Exercise goal → Count the lines of the listing below that contain the string "coordinates", treating uppercase and lowercase letters as distinct. Give only the number.

Records provided →

—————

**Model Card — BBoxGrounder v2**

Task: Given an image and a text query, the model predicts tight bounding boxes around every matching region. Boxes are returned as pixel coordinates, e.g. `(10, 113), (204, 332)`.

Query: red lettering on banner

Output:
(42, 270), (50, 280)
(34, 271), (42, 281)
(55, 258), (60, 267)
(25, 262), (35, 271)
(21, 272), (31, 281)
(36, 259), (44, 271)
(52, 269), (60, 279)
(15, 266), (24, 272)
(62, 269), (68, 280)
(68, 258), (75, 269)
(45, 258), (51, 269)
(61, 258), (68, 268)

—————

The solution → 1